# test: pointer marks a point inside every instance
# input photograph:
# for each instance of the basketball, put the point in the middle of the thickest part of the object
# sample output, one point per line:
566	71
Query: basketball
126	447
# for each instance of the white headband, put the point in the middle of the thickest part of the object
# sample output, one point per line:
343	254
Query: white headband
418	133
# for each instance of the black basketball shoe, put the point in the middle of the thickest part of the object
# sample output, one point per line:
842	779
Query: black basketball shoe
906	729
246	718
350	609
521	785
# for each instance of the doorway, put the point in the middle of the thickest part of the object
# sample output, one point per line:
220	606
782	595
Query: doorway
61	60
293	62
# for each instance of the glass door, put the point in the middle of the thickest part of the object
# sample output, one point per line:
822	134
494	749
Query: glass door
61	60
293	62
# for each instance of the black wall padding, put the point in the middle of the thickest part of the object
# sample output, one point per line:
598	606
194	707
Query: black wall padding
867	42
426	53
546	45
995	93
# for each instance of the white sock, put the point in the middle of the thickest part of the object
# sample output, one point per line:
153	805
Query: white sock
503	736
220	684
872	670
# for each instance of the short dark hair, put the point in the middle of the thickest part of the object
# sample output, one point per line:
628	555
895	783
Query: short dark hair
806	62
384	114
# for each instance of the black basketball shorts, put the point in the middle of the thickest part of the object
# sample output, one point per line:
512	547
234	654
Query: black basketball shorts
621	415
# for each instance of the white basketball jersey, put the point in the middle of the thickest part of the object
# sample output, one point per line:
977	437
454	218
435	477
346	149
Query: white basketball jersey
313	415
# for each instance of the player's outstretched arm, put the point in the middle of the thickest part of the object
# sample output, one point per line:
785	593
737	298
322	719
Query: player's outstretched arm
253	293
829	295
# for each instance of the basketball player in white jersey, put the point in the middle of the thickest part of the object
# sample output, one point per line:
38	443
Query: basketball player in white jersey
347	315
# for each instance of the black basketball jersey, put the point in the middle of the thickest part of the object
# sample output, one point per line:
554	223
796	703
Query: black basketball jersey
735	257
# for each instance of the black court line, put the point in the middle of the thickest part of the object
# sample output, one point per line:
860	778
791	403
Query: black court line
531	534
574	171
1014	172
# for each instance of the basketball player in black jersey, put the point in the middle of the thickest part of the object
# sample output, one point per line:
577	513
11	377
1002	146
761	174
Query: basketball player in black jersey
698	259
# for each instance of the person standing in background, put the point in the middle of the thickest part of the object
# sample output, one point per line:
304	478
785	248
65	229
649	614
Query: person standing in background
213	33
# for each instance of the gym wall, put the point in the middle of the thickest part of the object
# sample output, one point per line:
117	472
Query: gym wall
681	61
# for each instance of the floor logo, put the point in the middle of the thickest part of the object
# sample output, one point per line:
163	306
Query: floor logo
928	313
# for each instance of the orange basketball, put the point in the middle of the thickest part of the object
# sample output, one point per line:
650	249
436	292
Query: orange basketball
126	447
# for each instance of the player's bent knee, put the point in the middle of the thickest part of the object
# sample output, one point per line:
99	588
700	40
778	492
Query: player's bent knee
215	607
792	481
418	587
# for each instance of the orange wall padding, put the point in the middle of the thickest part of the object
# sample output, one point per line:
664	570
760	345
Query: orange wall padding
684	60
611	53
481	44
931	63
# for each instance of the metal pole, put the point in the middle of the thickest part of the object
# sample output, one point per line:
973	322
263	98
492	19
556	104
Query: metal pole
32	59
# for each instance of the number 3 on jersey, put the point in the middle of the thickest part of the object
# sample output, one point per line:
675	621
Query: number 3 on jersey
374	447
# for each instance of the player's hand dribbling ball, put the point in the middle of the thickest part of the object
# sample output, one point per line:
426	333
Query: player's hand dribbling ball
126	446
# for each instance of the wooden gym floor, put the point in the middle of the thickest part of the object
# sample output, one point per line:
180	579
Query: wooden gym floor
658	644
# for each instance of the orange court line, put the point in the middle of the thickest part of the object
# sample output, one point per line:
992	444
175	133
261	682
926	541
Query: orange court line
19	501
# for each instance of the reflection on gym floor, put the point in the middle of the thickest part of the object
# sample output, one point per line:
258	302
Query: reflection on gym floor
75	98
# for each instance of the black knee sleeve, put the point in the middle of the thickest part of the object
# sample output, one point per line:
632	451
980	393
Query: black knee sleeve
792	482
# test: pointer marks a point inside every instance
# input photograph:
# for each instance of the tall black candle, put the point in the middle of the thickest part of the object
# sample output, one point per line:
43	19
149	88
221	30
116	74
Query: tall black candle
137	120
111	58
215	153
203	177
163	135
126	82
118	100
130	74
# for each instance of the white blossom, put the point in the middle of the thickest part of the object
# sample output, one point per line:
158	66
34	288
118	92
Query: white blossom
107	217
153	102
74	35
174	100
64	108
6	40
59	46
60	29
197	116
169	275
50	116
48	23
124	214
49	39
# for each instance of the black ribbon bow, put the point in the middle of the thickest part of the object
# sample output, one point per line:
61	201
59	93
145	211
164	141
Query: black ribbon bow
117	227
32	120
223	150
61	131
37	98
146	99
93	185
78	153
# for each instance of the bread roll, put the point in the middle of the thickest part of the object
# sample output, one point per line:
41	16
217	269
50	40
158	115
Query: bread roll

..........

Problem to solve
Lines above with "bread" in them are the ones to copy.

Result of the exercise
# for each instance of the bread roll, put the point in the middle of the thickest part of the object
Query: bread roll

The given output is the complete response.